*Supplied passage*
++++++++

RE: Red Beards
- Subject: [iris-photos] RE: Red Beards
- From: i*@netscape.net
- Date: Sun, 09 Nov 2003 11:11:47 -0500
>> >Olympiad X Stately Art got some nice iris out of this cross. I
>have some seeds from it and Seapower, no red beard there.
>> >
>> >
>> >
>> >Mike Greenfield
>
>> >
>>
>> The red beard is the "Tangerine" factor which is recessive. Olymiad
>doesn't have or carry the tangerine factor, so no red beards.
>> --
>> Chuck Chapman, Guelph, Ontario, Canada. Zone 4/5
>
> Statly Art has a red beard. Out of 25 or so seedlings all but one
>had red tipped beards in the throat, some up to 3/4 of the beard.
>99TA-05 has just a little in the throat. Most part is white tipped
>yellow. A similar sibling seedling with more red in the beard was
>crossed with Twilight Blaze. I have seeds from the cross.
>
>I don't expect any from the Seapower cross. I am not up on genetics.

++++++++

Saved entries
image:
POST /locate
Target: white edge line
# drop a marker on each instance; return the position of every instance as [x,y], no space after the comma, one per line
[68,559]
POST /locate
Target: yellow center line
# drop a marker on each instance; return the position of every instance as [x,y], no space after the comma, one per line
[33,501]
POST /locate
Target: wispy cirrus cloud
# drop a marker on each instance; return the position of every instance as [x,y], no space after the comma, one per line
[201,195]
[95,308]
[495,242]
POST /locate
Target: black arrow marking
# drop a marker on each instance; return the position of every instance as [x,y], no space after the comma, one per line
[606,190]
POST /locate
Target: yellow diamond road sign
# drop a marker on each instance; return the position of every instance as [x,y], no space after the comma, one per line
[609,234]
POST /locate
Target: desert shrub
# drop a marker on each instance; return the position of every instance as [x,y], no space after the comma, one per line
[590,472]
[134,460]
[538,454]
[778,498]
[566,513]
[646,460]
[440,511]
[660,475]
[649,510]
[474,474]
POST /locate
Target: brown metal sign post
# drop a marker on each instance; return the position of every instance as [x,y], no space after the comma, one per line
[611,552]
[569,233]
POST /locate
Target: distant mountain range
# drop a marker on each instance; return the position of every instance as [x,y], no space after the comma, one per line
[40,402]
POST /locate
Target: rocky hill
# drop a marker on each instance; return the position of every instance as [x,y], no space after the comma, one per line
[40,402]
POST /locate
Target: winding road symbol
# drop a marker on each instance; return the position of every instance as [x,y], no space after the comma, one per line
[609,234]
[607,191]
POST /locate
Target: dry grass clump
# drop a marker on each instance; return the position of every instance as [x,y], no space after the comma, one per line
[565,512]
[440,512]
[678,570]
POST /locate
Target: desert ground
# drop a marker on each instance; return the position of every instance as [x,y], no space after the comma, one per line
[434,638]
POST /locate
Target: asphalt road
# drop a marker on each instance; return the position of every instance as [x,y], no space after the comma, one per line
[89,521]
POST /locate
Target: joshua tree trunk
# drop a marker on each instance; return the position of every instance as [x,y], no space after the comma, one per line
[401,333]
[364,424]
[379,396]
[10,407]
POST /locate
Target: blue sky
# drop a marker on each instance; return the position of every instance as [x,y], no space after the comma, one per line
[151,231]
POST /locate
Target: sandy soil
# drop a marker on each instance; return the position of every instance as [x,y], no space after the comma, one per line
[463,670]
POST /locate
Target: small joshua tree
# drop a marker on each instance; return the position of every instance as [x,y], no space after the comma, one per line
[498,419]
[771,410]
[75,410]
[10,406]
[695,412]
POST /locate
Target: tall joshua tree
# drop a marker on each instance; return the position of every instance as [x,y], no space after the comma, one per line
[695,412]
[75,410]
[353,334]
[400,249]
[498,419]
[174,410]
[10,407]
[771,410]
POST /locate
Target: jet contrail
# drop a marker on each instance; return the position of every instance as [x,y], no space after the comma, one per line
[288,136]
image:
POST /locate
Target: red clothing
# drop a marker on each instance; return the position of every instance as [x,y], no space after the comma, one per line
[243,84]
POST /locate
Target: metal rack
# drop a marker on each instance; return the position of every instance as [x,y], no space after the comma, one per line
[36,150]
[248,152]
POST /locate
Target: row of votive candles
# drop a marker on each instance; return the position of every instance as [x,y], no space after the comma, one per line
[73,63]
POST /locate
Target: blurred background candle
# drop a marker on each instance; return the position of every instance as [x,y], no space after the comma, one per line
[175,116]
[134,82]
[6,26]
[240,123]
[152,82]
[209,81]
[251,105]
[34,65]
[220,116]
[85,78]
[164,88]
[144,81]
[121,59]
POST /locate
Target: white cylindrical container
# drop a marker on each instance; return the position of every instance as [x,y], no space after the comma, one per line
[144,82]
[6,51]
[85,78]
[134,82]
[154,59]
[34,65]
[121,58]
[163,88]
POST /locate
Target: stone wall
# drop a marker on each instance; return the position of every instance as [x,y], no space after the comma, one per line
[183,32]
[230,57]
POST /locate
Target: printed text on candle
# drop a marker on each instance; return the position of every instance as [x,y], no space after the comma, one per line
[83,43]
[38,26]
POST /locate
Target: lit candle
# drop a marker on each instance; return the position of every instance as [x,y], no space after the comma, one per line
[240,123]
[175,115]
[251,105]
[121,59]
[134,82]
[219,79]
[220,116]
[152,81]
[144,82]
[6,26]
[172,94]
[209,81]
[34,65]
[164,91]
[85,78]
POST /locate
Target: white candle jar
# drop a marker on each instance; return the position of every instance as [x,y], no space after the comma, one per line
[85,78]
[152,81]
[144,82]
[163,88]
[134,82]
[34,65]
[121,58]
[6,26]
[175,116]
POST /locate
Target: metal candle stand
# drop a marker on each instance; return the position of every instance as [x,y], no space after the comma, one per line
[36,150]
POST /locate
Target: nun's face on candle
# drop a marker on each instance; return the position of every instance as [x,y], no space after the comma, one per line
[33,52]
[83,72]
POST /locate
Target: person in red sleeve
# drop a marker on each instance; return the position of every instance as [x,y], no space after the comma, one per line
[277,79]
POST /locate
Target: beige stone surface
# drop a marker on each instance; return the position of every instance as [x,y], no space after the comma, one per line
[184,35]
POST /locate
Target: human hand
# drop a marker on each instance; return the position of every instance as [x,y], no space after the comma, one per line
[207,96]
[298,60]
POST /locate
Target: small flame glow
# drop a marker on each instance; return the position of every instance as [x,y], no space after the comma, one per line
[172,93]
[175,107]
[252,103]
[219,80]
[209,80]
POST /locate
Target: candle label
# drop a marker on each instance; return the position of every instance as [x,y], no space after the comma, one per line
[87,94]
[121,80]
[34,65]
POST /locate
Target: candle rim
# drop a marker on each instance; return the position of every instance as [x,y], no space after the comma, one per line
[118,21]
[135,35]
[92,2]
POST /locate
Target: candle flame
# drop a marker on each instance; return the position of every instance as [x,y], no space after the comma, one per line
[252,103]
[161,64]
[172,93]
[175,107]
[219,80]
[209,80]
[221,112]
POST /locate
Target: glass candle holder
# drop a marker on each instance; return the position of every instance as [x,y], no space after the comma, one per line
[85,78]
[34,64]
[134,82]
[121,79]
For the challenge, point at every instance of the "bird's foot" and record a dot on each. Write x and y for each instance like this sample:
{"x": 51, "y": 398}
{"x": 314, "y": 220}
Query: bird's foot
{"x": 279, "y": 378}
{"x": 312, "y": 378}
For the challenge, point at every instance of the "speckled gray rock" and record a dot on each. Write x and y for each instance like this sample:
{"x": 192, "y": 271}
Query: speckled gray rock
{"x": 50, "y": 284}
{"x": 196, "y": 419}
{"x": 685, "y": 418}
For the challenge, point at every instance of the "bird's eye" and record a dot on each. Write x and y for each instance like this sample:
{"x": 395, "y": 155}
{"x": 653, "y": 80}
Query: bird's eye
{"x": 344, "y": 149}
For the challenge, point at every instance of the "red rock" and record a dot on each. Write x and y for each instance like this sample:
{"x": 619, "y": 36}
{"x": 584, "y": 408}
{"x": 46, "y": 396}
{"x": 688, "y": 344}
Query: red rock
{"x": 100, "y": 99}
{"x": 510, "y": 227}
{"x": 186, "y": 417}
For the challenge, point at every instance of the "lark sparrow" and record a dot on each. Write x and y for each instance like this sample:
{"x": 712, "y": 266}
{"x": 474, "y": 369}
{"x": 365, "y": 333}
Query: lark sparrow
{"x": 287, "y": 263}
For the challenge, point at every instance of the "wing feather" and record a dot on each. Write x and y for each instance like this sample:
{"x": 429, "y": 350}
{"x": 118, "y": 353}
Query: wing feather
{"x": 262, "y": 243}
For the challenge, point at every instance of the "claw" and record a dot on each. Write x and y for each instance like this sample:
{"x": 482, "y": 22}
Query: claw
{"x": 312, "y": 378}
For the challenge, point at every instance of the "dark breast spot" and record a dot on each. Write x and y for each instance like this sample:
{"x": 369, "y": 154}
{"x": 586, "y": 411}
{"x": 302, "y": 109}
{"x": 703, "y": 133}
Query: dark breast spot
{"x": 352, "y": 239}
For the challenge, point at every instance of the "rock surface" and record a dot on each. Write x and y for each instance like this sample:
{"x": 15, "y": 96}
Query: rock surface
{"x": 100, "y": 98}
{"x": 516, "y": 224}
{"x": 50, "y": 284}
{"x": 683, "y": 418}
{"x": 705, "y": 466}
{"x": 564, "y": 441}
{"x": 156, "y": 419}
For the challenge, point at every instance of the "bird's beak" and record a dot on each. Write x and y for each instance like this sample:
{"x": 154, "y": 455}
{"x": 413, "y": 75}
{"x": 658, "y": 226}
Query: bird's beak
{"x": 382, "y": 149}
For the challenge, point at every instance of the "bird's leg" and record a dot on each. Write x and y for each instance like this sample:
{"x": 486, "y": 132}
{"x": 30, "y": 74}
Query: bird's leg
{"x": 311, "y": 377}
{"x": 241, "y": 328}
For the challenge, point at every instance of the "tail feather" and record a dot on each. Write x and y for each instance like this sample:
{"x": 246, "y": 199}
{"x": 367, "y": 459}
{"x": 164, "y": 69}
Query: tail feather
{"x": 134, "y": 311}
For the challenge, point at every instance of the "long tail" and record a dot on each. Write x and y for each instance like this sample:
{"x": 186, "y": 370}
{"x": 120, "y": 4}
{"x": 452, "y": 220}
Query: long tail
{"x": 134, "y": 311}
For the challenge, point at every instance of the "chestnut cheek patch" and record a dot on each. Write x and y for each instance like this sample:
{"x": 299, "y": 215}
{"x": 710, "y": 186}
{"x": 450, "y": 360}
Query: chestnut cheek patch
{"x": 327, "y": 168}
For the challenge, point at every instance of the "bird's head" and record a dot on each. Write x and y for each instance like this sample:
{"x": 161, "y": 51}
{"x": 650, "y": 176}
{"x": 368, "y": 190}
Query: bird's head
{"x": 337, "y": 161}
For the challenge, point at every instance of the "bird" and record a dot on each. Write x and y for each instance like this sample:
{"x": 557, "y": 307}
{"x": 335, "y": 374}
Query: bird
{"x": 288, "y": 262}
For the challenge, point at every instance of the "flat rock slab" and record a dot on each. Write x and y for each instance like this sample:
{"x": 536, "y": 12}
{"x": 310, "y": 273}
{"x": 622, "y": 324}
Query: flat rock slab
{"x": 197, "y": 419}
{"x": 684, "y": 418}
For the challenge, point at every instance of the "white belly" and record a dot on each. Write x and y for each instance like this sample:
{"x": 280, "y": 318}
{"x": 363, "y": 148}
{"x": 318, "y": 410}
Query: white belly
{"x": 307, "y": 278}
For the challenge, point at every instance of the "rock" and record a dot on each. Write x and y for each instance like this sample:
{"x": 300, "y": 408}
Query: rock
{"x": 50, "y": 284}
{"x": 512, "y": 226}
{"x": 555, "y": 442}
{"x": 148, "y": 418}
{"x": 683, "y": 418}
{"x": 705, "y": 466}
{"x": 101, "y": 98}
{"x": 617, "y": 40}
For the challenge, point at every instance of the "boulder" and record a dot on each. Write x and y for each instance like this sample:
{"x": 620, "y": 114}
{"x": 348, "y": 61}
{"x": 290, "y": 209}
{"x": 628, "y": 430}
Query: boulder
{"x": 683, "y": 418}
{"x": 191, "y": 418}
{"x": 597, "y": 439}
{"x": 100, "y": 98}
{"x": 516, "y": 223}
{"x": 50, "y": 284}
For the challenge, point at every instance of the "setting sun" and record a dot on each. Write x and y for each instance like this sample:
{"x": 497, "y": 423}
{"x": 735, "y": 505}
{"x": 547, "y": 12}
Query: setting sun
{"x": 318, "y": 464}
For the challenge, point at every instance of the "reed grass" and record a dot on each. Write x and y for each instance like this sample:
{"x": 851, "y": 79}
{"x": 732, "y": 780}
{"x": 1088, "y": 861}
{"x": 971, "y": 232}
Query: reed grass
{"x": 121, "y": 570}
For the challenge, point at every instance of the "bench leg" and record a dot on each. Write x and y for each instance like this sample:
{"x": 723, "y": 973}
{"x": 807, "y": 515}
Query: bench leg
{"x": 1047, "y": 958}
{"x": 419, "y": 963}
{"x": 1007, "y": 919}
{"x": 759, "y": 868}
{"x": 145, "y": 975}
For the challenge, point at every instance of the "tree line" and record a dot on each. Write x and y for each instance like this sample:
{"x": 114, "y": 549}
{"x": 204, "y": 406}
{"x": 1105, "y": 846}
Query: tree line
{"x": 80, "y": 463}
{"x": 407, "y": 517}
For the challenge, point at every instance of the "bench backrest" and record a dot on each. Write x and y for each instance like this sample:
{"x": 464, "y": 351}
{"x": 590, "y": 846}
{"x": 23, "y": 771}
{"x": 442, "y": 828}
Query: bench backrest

++++++++

*Assignment 1*
Answer these questions about the red beards message.
(a) What factor does Chuck Chapman say produces the red beard, and is it dominant or recessive?
(b) With what was the sibling seedling that had more red in the beard crossed?
(c) Where is Chuck Chapman located, and what zone does he list?
*Assignment 2*
Extend the red beards message by writing what comes next after its final sentence.

*Answer 1*
(a) The "Tangerine" factor, which is recessive.
(b) Twilight Blaze.
(c) Guelph, Ontario, Canada, in Zone 4/5.

*Answer 2*
>And I have only been making crosses since 98.
>
>
>Mike Greenfield
>
>
The red beards in Stately Art are the tangerine red (lycopene pigment). Its parents for several generations on both sides have the tangerine red beards. The orangish-red beards are a combination of anthocyanin (blue-violet pigments) and carotene (yellow) pigments,and this darker and not as an intense colour. The red you are seeing is likely the organish-red combination as the rest of the beard is yellow. When you have the tangerine you have the lycopene pigment. The lycopene replaces the yellow and you don't get both on a beard. You can have lycopene and anthocyanin (violet-blue and red or violet tipped red), and lycopene and white (eg white beards tipped red) but you don't get lycopene and carotene together in beards. You can get one form of carotene (Carotene 1, I believe) with lycopene on the petals, to make orange.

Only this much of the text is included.